WHAT NEEDS TO BE DONE — Pull out every line of the data below that contains the string "blue", and copy each one unchanged. Treat uppercase and lowercase letters as different.

RECORDS FOR PROCESSING —
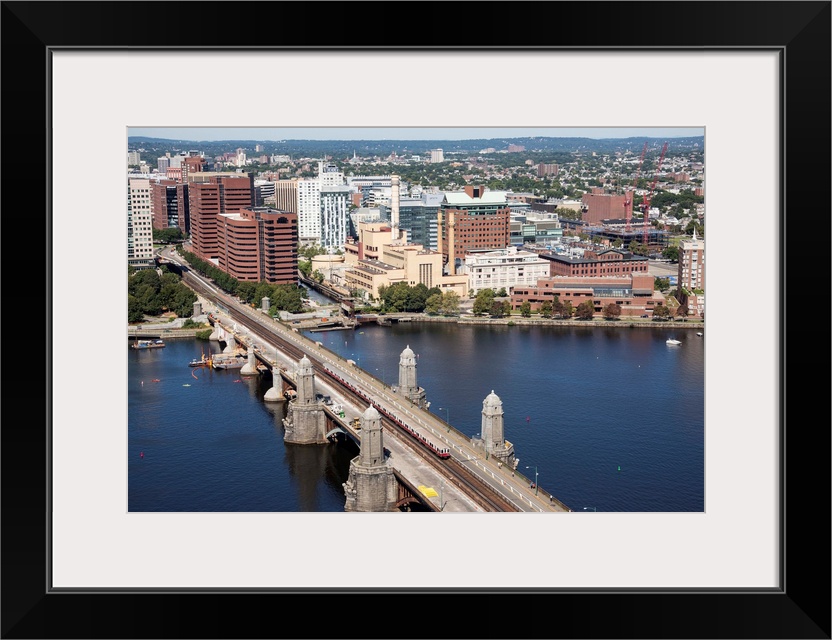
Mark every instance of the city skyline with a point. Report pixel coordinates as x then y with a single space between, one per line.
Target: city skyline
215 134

...

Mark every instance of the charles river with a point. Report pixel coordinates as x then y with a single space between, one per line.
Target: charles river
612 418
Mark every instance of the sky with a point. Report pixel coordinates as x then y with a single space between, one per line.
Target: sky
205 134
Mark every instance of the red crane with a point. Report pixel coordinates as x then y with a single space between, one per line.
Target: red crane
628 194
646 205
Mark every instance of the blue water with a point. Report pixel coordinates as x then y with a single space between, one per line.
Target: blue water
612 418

FULL ANSWER —
Mark every instance of the blue water with a point. Report pixel coordinates as x then y with a single space between, one per line.
Target: blue water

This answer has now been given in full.